▶ **Source passage**
⁂
If I had followed the counsel of “always assume the best” of the other, I would have been reminded that there is so much more that I don’t know about another person’s life than what I do know.
Lastly, pay attention to the who, the what, and the how of correction.
Who is the person I am compelled to correct? What I mean by that is: What is my relationship with them? What is my role in their life? Is this particular relationship one in which I have the responsibility to offer correction? One way to determine that (on a subjective level) is to ask yourself: Has this person given me permission to correct them? I know that that is a bit of a “fuzzy” question, but attending to it can save you a lot of grief. Even when it comes to certain close friends and family members, we learn quickly enough that some of them have not given us permission to speak truth into their lives. I have to be willing to accept the fact that they may not accept correction.
⁂
▶ **Data supplied**
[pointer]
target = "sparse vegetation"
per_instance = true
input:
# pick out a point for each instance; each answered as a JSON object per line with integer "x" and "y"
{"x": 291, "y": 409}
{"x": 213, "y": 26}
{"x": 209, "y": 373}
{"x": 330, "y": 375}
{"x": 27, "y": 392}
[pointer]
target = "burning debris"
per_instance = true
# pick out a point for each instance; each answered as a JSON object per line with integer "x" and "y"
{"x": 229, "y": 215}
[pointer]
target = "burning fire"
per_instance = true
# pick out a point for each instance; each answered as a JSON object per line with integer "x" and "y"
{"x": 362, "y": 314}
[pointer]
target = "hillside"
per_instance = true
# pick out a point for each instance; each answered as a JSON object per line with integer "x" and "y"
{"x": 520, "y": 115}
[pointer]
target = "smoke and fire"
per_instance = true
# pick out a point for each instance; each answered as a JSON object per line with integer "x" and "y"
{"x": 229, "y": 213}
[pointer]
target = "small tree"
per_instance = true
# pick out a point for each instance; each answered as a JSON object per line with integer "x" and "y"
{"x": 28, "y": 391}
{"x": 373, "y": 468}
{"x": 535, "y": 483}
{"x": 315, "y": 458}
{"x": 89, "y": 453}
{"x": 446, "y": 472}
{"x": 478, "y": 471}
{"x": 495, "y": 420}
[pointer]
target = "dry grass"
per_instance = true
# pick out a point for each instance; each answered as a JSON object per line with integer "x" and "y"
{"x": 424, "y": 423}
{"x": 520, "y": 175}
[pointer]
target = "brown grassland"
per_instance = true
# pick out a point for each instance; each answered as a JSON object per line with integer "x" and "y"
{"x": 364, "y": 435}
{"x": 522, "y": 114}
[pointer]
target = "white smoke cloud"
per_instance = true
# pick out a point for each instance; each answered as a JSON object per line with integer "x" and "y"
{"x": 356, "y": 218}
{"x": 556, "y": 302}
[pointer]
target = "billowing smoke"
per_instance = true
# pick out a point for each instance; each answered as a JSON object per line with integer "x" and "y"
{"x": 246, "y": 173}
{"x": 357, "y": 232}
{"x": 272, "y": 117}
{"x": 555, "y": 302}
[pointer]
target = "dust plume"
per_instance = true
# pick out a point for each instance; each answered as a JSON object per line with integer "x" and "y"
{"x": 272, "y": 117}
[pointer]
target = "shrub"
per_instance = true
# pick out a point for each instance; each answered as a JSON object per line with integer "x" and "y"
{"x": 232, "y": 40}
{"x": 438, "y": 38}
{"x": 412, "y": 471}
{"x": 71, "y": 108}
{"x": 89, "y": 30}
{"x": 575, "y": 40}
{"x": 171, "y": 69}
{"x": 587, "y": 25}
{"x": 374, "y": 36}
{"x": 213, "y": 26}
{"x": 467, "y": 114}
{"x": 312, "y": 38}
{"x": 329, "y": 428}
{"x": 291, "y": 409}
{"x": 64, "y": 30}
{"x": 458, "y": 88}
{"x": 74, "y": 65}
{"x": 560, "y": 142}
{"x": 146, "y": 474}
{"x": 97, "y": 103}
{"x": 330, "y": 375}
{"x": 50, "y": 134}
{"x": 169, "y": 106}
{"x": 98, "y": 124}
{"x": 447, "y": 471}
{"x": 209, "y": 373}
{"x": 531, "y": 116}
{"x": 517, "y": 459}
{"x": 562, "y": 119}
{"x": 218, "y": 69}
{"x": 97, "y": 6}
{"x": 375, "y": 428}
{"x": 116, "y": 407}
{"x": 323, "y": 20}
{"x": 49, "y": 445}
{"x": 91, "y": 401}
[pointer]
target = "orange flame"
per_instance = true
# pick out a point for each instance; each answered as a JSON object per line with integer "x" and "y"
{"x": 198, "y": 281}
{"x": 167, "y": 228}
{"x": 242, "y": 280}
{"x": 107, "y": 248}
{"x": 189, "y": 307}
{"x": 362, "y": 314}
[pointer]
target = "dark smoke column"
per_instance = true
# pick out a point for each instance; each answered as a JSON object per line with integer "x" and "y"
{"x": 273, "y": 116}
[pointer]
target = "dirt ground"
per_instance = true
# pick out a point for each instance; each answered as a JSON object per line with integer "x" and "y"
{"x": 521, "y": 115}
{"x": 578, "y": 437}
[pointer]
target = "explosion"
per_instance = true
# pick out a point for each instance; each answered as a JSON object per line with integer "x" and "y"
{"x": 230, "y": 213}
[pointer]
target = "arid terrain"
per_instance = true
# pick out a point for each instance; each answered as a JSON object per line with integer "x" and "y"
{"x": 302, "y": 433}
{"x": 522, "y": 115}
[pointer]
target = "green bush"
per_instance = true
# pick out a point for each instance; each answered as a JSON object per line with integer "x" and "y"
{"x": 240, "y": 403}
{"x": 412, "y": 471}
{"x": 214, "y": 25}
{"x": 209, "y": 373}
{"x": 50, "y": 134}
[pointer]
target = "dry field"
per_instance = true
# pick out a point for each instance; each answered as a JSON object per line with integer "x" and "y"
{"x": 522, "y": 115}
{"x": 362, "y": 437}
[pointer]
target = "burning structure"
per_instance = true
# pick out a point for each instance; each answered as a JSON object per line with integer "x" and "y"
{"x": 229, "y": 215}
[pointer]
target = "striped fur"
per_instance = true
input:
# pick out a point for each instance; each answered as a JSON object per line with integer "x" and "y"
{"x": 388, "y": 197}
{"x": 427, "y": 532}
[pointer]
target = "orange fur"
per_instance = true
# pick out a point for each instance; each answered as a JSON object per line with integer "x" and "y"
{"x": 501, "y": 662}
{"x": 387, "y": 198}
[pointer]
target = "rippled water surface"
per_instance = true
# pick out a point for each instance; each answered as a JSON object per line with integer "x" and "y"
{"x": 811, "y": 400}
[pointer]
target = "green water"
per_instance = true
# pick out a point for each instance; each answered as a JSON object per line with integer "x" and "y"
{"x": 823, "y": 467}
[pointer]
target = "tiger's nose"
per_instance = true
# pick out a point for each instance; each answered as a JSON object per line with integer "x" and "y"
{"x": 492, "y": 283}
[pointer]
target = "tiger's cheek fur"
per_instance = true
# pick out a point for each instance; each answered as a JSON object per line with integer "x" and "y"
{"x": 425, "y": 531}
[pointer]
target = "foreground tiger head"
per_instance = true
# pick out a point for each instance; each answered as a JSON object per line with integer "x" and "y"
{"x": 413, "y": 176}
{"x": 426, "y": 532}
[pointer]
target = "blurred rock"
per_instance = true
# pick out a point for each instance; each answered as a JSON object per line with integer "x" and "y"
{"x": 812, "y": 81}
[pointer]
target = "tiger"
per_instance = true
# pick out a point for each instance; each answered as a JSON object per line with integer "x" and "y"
⁂
▶ **Exercises to complete**
A: In the passage on offering correction, what question does the writer suggest asking yourself to judge, on a subjective level, whether a relationship carries the responsibility to correct?
B: Gather every line of the records that contains the string "tiger". Case counts.

▶ **Solutions**
A: "Has this person given me permission to correct them?"

B:
target = "tiger's nose"
target = "tiger's cheek fur"
target = "foreground tiger head"
target = "tiger"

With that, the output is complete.